= WHAT IS BEING ASKED =
Locate every line below that contains the word "bird" and copy it.

= RECORDS PROVIDED =
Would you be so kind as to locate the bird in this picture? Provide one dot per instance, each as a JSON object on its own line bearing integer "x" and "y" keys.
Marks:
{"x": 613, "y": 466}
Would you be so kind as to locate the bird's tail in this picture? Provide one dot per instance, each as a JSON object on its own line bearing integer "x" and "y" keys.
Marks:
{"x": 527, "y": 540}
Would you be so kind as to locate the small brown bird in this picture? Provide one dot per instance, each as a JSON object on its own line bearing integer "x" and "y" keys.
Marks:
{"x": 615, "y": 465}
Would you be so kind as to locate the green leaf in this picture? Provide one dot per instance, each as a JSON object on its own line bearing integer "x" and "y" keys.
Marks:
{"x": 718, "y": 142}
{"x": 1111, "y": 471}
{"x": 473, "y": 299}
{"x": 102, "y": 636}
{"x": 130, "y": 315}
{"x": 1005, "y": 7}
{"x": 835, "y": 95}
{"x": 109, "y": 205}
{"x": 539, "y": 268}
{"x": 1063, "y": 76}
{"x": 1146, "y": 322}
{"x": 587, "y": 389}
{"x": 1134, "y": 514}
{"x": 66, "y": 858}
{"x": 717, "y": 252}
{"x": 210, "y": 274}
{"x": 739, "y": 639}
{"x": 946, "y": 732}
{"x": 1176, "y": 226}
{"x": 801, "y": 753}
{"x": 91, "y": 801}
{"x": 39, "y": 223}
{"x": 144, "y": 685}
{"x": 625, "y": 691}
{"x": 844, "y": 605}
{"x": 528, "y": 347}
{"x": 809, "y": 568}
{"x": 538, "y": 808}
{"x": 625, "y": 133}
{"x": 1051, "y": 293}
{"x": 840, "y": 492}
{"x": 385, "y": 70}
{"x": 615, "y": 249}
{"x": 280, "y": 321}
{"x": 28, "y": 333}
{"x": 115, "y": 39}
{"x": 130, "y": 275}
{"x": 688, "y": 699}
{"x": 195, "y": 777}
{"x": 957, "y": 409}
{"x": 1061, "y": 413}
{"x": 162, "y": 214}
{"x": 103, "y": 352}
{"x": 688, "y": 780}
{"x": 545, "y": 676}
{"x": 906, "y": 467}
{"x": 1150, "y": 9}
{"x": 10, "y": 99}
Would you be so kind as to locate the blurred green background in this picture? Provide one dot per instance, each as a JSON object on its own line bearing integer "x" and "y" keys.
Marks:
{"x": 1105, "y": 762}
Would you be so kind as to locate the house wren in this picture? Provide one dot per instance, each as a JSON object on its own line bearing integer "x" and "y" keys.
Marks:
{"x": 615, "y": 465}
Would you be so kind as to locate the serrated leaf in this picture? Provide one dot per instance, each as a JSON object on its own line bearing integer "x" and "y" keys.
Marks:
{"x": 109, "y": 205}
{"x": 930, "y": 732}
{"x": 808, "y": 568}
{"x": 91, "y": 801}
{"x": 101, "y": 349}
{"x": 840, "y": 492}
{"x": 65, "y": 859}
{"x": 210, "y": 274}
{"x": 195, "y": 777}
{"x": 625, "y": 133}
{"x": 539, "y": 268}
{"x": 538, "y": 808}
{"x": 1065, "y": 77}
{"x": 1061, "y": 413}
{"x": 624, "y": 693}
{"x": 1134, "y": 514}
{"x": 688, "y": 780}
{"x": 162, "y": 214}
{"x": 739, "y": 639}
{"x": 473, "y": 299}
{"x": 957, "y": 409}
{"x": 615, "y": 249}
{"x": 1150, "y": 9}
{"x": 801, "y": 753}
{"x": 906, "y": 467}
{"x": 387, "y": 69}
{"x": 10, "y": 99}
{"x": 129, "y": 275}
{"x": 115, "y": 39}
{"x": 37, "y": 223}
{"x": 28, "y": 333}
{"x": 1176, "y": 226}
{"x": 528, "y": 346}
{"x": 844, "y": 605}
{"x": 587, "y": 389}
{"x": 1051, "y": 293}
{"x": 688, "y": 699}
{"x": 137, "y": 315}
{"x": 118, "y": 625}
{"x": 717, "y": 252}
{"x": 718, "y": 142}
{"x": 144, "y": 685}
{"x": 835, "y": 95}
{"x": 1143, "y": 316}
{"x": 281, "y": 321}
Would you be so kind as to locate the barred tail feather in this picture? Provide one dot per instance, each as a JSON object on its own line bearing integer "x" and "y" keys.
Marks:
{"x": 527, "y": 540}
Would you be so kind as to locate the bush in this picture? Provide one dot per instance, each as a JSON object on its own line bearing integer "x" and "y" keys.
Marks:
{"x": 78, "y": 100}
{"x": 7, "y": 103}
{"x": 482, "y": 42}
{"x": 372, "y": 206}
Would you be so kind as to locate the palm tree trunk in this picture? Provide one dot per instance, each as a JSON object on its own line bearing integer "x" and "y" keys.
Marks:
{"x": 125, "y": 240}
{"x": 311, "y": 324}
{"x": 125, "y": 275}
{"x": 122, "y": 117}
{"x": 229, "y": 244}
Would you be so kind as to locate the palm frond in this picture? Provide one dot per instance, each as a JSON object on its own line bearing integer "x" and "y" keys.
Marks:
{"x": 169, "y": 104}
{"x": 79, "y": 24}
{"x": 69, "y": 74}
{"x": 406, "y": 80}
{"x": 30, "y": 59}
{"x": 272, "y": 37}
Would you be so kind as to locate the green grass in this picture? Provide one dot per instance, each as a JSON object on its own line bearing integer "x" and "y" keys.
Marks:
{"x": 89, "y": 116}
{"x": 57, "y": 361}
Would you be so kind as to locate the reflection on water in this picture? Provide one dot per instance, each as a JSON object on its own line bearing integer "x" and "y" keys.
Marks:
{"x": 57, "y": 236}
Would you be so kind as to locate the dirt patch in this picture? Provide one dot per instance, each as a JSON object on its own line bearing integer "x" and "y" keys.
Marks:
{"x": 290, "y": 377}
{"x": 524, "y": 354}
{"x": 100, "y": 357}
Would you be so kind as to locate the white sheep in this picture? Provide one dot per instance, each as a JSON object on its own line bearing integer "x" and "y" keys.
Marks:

= SOLUTION FOR THIS EXERCISE =
Would you be so kind as to locate the bird in this picture? Provide one dot per instance, each as a JSON object on its own line bearing integer "x" and "y" keys.
Would you be so kind as to locate the bird's tail in this picture? Provide one dot per instance, each as a JSON object on its own line bearing integer "x" and "y" keys.
Would you be so kind as to locate the small brown bird in this picture? Provide one dot per instance, each as a JSON object on its own line bearing integer "x" and "y" keys.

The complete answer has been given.